- Excerto da fonte
O Cairo não se explica, vive-se. Mesmo em lugares que os turistas de hoje não dispensam, como o Museu Egípcio, a Mesquita de al-Azhar, o Mercado de Khan al-Khalili ou as Pirâmides de Gizé, a cidade do Cairo é uma viagem de descobertas. E com mais pirâmides à mão de semear, que vale a pena conhecer mesmo no pico do Verão.
Preparados para o Cairo
Podemos pensar que estamos preparados para o Cairo, mas nunca estamos. Se esperamos que seja uma cidade puramente africana, ficamos de queixo caído, assim que deixamos para trás o aeroporto e somos conduzidos por avenidas largas, de moradias bem tratadas, até um núcleo urbano de prédios iluminados, onde o Nilo quase não se adivinha, escondido pela noite e pelos barcos de luzes coloridas que aguardam os turistas. Se já ouvimos dizer que o Cairo é a mais europeia cidade de África, ela corta-nos a respiração, com o calor sufocante, a fina camada de areia que parece cobrir os seus edifícios, e a degradação doce de quase todos os prédios de traçado clássico.
O Cairo não se explica. Em pleno Agosto, quando o mais aconselhável é fugir do Egito, o calor do meio-dia arrasa qualquer estrangeiro. Porque os egípcios, sobretudo as mulheres, agem como se não fosse nada. Escondem o corpo sob calças de ganga, camisolas justas de lycra de manga comprida, meio escondidas por túnicas ou outras camisolas, tapam os cabelos e os pés e parecem não ter uma gota de suor a sair-lhes do corpo.
As ruas estão cheias. De gente e de táxis, muitos táxis. Um amontoado de carros decrépitos, que às vezes necessitam de um empurrão para começarem a andar, conduzidos por homens sem muita esperança. A cada dez passos que se dá na rua, há pelo menos dois taxistas que fazem soar a buzina e procuram chamar a atenção, desesperados para, naquela que deve ser uma das profissões mais competitivas do país, serem eles a levar umas moedas para casa.

- Dados extraídos
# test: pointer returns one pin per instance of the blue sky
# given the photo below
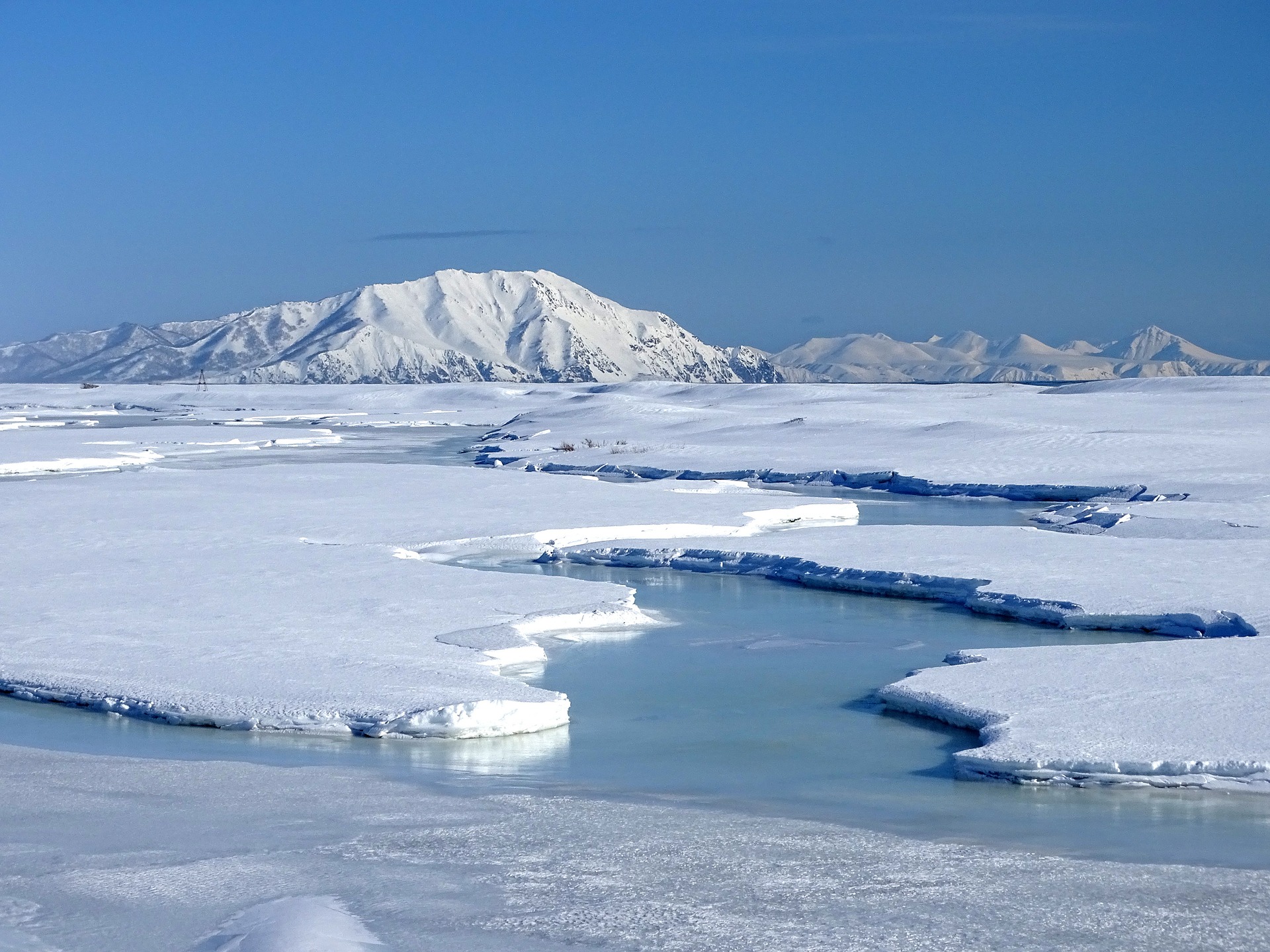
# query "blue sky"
(762, 172)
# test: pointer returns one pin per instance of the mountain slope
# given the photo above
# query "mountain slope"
(967, 357)
(450, 327)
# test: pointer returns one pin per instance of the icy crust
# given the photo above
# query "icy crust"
(887, 481)
(282, 598)
(1064, 715)
(963, 592)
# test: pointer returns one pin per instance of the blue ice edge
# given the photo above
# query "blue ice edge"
(967, 593)
(888, 481)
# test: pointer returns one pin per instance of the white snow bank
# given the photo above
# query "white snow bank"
(1176, 714)
(292, 924)
(74, 450)
(546, 873)
(269, 598)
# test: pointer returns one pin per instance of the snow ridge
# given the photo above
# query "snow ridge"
(887, 481)
(966, 593)
(452, 327)
(970, 358)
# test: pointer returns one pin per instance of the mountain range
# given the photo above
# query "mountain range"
(969, 358)
(536, 327)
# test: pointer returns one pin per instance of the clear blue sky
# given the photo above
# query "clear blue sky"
(762, 172)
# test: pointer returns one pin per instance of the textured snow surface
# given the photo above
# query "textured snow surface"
(155, 856)
(292, 924)
(290, 597)
(967, 357)
(1170, 532)
(448, 327)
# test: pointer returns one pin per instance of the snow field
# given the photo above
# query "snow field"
(269, 598)
(1187, 461)
(155, 856)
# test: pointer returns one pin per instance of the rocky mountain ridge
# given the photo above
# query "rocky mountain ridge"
(536, 327)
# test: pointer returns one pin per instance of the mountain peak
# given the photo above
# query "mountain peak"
(452, 325)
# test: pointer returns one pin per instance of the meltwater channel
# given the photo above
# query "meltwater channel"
(756, 696)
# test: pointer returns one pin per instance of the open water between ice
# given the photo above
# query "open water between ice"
(755, 697)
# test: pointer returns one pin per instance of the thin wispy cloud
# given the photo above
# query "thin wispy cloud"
(498, 233)
(444, 235)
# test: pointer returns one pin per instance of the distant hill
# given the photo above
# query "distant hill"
(969, 358)
(532, 327)
(536, 327)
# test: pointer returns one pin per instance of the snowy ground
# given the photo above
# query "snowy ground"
(154, 856)
(286, 582)
(1173, 535)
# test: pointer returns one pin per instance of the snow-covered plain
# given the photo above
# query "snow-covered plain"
(294, 598)
(154, 856)
(302, 587)
(1187, 461)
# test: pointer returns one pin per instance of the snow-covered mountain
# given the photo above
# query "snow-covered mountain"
(967, 357)
(536, 327)
(532, 327)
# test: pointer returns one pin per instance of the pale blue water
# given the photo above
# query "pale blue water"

- Instrução dada
Transcreva, do texto sobre o Cairo, o trecho entre "As ruas estão" e "moedas para casa.", inclusive.

- Resultado final
As ruas estão cheias. De gente e de táxis, muitos táxis. Um amontoado de carros decrépitos, que às vezes necessitam de um empurrão para começarem a andar, conduzidos por homens sem muita esperança. A cada dez passos que se dá na rua, há pelo menos dois taxistas que fazem soar a buzina e procuram chamar a atenção, desesperados para, naquela que deve ser uma das profissões mais competitivas do país, serem eles a levar umas moedas para casa.